*** Opening Reading text ***
1. Decidual-chorioamniotic-inflammation pathway

Epidemiological and clinical evidence

There is increasing epidemiological and clinical evidence that amniochorionic-decidual infections play a role in PTD. The epidemiological profile of women at risk for PTD overlaps that of women at risk for acquiring sexually transmitted diseases (i.e. poor, young, minority, inner city, unmarried).18 Vaginal pathogens including N. gonorrhea, C. trachomatis, T. vaginalis, and Bacteroides spp., as well as asymptomatic bacteriuria, are found in greater frequency among women with PTD.19 Particularly striking are seven studies (two case-control and five cohort) which reported an increased risk of PTD in women with bacterial vaginosis,20[21]–22 with relative risks ranging from 2.0 to 6.9. However, randomised clinical trials on the efficacy of antibiotic treatment of bacterial vaginosis to prolong the pregnancy have yielded mixed results.6,23[24][25]–26 Systemic infections are also associated with PTD, including pyelonephritis,27 pneumonia,28 peritonitis29 and periodontal disease.30 These findings suggest that an infection even remote from the uterus can activate an inflammatory process that triggers a uteroplacental response, leading to PTD.

Inflammatory mediators and candidate genes

Pro-inflammatory cytokines (e.g. IL-1, IL-6, TNF) are mediators of inflammation produced by the macrophage/monocyte system in response to bacterial products. They are part of, and stimulate further, the cascade of signals that is the inflammatory response to infection.31[32][33][34]–35 The amniotic fluid of patients with PTD and intra-amniotic fluid infections display detectable levels of bacterial-derived endotoxin and IL-1 and TNF.31[32][33][34][35][36][37][38][39]–40 Levels of these cytokines also correlate with histological chorioamnionitis.33,41 IL-1 and TNF stimulate uterotonin expression including prostaglandin E2 (PGE2)37,38,42[43]–44 and endothelin.45 PGE is a powerful stimulant of myometrial contractions. Clinically, systemic or local administration of PGE2 induces labour. A study of 68 women with preterm labour46 found that amniotic fluid concentrations of prostaglandin E2 were significantly greater in women with PTD and intra-amniotic infection than in women without infection. A more recent study showed an increase in prostaglandin bioavailability before onset of labour.47 The effect of IL-1 and TNF can be further amplified by IL-6, which is secreted by cultured decidual and chorionic cells in response to IL-1 and TNF.45,48,49 Activation of the cytokine network also enhances decidual, fetal membrane, and cervical ECM-degrading protease activity.50[51]–52 The concerted effects of these proteases are efficient degradation of collagen, laminin, elastin, and fibronectin, which are crucial ECM components of the fetal membranes, decidua, and cervix.

In sum, the recent increase in knowledge about infection and PTD has shed new light and raised many questions.53 The inflammation pathways appear to be extremely complex and selection of candidate genes and understanding the contribution of any single gene can be a challenge. Our study focuses on genes that encode IL-1, IL-6, and TNF and examines whether maternal or fetal variant genotypes are associated with increased risk of amniochorionic-decidual infection and PTD.
*** Closing Reading text ***
*** Opening Recorded data ***
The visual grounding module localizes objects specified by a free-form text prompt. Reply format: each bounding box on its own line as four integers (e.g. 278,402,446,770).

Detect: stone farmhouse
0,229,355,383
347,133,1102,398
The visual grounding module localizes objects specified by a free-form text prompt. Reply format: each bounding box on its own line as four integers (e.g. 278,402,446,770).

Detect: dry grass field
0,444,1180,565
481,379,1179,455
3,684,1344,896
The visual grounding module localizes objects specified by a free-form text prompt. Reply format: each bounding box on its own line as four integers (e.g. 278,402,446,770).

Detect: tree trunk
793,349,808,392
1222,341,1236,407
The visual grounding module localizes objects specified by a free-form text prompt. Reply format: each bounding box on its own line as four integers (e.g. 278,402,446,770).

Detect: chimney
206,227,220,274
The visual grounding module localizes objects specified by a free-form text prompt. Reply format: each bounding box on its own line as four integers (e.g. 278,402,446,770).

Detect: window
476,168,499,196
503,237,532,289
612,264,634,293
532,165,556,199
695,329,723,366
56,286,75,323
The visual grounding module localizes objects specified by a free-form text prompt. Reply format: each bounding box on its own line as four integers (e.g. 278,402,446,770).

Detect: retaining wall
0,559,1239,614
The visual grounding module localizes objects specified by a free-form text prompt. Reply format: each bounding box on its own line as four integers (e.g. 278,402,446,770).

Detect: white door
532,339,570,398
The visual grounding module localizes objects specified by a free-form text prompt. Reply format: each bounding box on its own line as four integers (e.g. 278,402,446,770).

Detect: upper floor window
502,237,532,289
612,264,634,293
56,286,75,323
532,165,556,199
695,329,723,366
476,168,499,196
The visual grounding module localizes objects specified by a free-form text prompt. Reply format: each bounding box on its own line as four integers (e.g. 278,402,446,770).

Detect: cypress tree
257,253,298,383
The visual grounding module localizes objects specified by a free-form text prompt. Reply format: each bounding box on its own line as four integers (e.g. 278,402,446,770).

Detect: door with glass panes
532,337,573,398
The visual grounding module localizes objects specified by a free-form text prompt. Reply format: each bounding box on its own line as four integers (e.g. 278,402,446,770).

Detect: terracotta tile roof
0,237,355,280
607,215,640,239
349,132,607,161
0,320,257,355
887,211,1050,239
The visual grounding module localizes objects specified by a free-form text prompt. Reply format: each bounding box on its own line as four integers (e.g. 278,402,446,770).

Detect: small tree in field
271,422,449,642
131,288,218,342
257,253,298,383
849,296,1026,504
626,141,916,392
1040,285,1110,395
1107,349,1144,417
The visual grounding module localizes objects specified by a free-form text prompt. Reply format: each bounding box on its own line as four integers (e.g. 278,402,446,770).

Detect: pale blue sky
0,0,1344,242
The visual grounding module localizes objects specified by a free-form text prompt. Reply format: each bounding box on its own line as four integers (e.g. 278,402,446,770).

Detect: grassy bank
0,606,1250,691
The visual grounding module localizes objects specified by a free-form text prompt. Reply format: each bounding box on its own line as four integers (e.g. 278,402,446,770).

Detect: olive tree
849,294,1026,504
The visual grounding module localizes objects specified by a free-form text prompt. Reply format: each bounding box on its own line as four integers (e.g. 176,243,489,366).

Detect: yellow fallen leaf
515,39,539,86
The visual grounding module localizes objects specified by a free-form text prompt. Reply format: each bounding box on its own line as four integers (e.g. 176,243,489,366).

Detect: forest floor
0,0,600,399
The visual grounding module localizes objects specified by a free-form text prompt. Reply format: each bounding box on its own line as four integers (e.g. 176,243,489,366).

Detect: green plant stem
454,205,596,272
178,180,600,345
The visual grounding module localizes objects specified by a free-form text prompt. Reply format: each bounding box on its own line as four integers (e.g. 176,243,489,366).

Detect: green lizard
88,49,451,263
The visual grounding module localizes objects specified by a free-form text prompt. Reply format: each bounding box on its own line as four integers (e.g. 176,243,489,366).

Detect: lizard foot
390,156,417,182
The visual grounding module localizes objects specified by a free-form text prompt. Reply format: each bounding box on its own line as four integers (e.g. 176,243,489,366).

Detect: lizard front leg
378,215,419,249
*** Closing Recorded data ***
Aim of the task:
Answer these questions using the text on the decidual-chorioamniotic-inflammation pathway.
(a) What range of relative risks of PTD did the seven studies report for women with bacterial vaginosis?
(b) How many women with preterm labour were in the study of amniotic fluid prostaglandin E2 concentrations?
(c) Which genes does the study focus on?

Answer to the exercise:
(a) From 2.0 to 6.9.
(b) 68 women.
(c) The genes that encode IL-1, IL-6, and TNF.